▶ SOAL LATIHAN
Menurut berita tentang harga jagung hibrida di Lembata, perusahaan apa yang bertindak sebagai Offtaker?

══ TEKS KUTIPAN ══

LEMBATA – Sejumlah Petani di Kabupaten Lembata, Nusa Tenggara Timur (NTT) mengeluh, lantaran jagung Hibrida yang dibeli oleh Offtaker sangat murah.
Menurut mereka, semestinya harga jagung yang dibeli oleh Offtaker harus diatas angka Rp.5.000 per kilo. Namun, kenyataan Offtaker hanya bisa membeli dengan harga 4.500 per kilo.
Kondisi ini menyebabkan sejumlah petani di kabupaten Lembata merana. Bahkan, beberapa dari mereka enggan menjual jagung hibridanya ke Offtaker.
Mereka berharap, Dinas Pertanian Kabupaten Lembata yang selama ini bermitra dengan PT Suaka Bumi sebagai Offtaker harus berani bersikap agar harga beli jagung hibrida di tingkat petani bisa dianggap wajar.
“Hampir satu hektar tapi harga dibawah, per kilo 4.000, belum hitung anggaran beli pestisida, pupuk, sewa orang kerja selama ini maka jauh lebih besar,” kata Mustapa, salah satu petani di kecamatan Ile Ape Timur kepada katawarga.id, Selasa 20 Juni 2023.
Linus Soromaking, petani asal desa Muruona di kecamatan Ile Ape ini juga mengaku kalau harga beli jagung hibrida selama ini masih terlalu murah.
Menurut dia, murahnya harga beli jagung ini membuat animo para petani untuk kembali menanam bibit hibrida di musim tanam yang akan datang semakin berkurang.
“Saya rasa kami petani rugi, sudah setengah mati tanam, harga hanya 3.000-3.500, lama-lama petani tidak mau tanam hibrida lagi,” ujar Linus.
Kepala Dinas Pertanian dan Ketahanan Pangan Kabupaten Lembata Petrus Kanisius Tuaq ketika dikonfirmasi pada Senin 20 Juni 2023 menuturkan bahwa harga jagung hibrida yang selama ini dibeli oleh PT Suaka Bumi selaku Offtaker di Lembata disesuaikan dengan harga Nasional yakni Rp.5.000 per kilo.

═══
══ DATA ══

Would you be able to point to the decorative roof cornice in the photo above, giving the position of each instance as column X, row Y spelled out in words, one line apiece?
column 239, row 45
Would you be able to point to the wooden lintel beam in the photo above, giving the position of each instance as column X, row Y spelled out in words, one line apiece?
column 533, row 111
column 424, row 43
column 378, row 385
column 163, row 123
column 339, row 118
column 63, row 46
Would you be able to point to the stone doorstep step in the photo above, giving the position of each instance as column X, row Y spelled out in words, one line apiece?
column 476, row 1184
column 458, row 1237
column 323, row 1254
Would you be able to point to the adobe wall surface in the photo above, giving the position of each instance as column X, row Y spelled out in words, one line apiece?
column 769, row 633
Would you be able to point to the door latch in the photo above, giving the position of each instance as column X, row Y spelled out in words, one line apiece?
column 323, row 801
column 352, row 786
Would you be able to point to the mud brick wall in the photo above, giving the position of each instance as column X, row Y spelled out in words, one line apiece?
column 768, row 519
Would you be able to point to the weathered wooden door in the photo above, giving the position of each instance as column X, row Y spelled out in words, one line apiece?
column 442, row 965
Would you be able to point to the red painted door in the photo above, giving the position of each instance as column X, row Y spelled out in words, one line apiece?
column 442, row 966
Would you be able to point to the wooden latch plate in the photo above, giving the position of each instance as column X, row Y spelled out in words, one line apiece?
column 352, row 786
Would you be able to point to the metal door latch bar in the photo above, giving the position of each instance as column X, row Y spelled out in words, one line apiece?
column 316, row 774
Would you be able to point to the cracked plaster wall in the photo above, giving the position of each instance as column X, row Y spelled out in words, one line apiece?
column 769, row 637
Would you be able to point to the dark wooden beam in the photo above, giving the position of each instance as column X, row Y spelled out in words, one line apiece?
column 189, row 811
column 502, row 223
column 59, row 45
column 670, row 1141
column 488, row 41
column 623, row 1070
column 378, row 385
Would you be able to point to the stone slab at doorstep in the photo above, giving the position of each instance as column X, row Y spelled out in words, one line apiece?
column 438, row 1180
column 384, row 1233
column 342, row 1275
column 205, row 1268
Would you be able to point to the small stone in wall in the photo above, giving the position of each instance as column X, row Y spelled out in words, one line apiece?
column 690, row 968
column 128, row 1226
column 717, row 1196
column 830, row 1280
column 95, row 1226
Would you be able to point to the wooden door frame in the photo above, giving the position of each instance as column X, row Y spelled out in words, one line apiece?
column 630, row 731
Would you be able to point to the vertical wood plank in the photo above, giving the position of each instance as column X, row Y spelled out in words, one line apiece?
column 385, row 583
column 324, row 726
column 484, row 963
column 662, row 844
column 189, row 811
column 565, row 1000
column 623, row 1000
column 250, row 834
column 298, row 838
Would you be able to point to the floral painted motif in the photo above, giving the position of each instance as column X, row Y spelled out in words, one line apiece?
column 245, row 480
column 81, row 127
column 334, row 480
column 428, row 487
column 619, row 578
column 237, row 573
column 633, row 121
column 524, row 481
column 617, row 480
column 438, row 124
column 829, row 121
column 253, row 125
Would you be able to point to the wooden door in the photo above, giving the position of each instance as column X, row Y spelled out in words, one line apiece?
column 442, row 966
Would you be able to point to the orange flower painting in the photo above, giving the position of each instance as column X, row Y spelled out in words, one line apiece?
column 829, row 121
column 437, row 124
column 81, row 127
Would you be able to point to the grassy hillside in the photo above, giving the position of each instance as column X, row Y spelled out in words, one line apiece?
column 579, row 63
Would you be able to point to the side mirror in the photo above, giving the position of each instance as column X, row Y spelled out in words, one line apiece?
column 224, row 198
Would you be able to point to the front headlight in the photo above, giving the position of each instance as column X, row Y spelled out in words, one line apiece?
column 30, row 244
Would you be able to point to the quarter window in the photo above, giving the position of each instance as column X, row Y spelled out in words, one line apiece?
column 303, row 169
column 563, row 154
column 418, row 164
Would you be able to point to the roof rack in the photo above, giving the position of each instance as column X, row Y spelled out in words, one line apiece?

═══

▶ JAWABAN SOAL
PT Suaka Bumi.